抜粋本文 =
"""
午前中に外出した時の地下鉄駅売店の新聞広告には、「香田さんの死体発見か」と見出しが。夜に帰宅してニュースをチェックすると、米軍から通報のあったイラクの男性死体は捕まった香田さんではないとの政府発表。事態はいまだ混沌としている。

本人の愚かさが引き起こした事件と言えばそれまでだが、若い時の愚かさなど誰にも覚えのある事。愚かだから死んでよいなどと誰も思うはずはない。助かってほしいのは日本国民誰しも感じているとは思うのだが、今回は、前回のイラク3人組のような過熱報道がなされていないのが不思議と言えば不思議。

新潟地震の悲惨さに報道が集中している面もあるが、前回の「自己責任バッシング」があまりにも過熱し過ぎたメディアの反動、揺れ戻しもあるような。もっとも、私の記憶では、いわゆる「自己責任」という批判は、当初はイラクで捕らえられた3名の人質達自身に対して発せられたものではない。

肉親が捕虜となり動転もしていたろうが、初期の記者会見で、「小泉首相を許さない」、「自衛隊はすぐに撤退しろ」と叫んだ先鋭的な人質の一部家族に対して、「危険なところに自分の意志で行ったのは、あなたの家族の責任でしょう」という市井の市民のごく普通の反感が生まれた。そこから発せられた言葉がいわゆる「自己責任」という単語でメディアに総括されただけだ。

「自己責任」だから人質が死んでもいいと思った人などおそらくいない。助かってほしいし、日本政府には当然ながら自国民を保護するために最大限の努力をする責務がある。それに対して誰も異議を呈した訳でもない。ただ、家族が居丈高に叫ぶ政府非難に対して、ちょっと筋違いではないかと、日本の普通の市民が拒否反応を起こしたというのが総括すべき事実だという気がする。

メディアの一部は、この大衆レベルの反感を事件の初動期に汲み上げるのが実は遅れた。しかし、その分、後になって報道が堰を切ったように「反人質」に先鋭化し、人質が解放された頃には(もうすでに当の家族達の発言はウソのように急速に穏便化していたのだが)一般社会の反感レベルを超えて人質本人達への批判に向かっていったというのが私の印象。

前回人質となった若者は、最近、「自己責任」という、「逆ギレ・あてこすり」のような題名の本を出しているのだが(ま、本人の案というよりおそらく誰かの入れ智恵なのだろうが)的外れとはいえ、気の毒な面は確かにあったのだ。

今回の香田氏の場合、本人にも家族にも特段強固な思想的背景はなさそうで、家族にしても本当にお気の毒。しかし、では、救出のために何ができるか。個人的には自衛隊のイラク派兵にも駐留の長期化にも反対だが、この事件解決のために自衛隊を撤退すべきかというとそうは思わない。それは誰しも思わないだろう。

もしもこのテロリストの要求を聞くならば、今後、世界のどこでもフラフラ歩いてる日本の若者を捕らえた政治集団は日本に何でも要求できることになる。理不尽な暴力に訴えるテロリストの要求が、たまたま自分の意見の方向に合致するからといってそれを支持するのはやはりおかしい。だとすると、できることは何もなく、ただ本人の無事を祈るだけということになるのが本当に無念ではあるのだが。

しかし、イラク問題の今後は、この人質事件がなくとも、もちろん見直されるべきだ。本当に日本が自衛隊をイラクに駐留させる必要があるのか。自衛隊はイラクの将来の何に役立っているのか。もっとも、これは日本だけで決められる問題ではない。11月2日アメリカ大統領選挙の結果を待たないことには、いやしくもアメリカの誇り無き一属国である日本の態度など、忠犬ポチの小泉首相に決めようがあるはずはないのだよなあ。まあ、どうも残念ながらブッシュが勝つような気がするのだが。
"""
表示データ =
"""
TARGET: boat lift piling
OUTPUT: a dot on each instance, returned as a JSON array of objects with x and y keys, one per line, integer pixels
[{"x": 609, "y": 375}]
"""
課題 = 人質事件をめぐる抜粋本文のうち、「午前中に外出した時の地下鉄駅」から「して発せられたものではない。」までの範囲（両端を含む）を、「香田さん」を「香田氏」に置き換えて書き直すこと。

解答全文 =
午前中に外出した時の地下鉄駅売店の新聞広告には、「香田氏の死体発見か」と見出しが。夜に帰宅してニュースをチェックすると、米軍から通報のあったイラクの男性死体は捕まった香田氏ではないとの政府発表。事態はいまだ混沌としている。

本人の愚かさが引き起こした事件と言えばそれまでだが、若い時の愚かさなど誰にも覚えのある事。愚かだから死んでよいなどと誰も思うはずはない。助かってほしいのは日本国民誰しも感じているとは思うのだが、今回は、前回のイラク3人組のような過熱報道がなされていないのが不思議と言えば不思議。

新潟地震の悲惨さに報道が集中している面もあるが、前回の「自己責任バッシング」があまりにも過熱し過ぎたメディアの反動、揺れ戻しもあるような。もっとも、私の記憶では、いわゆる「自己責任」という批判は、当初はイラクで捕らえられた3名の人質達自身に対して発せられたものではない。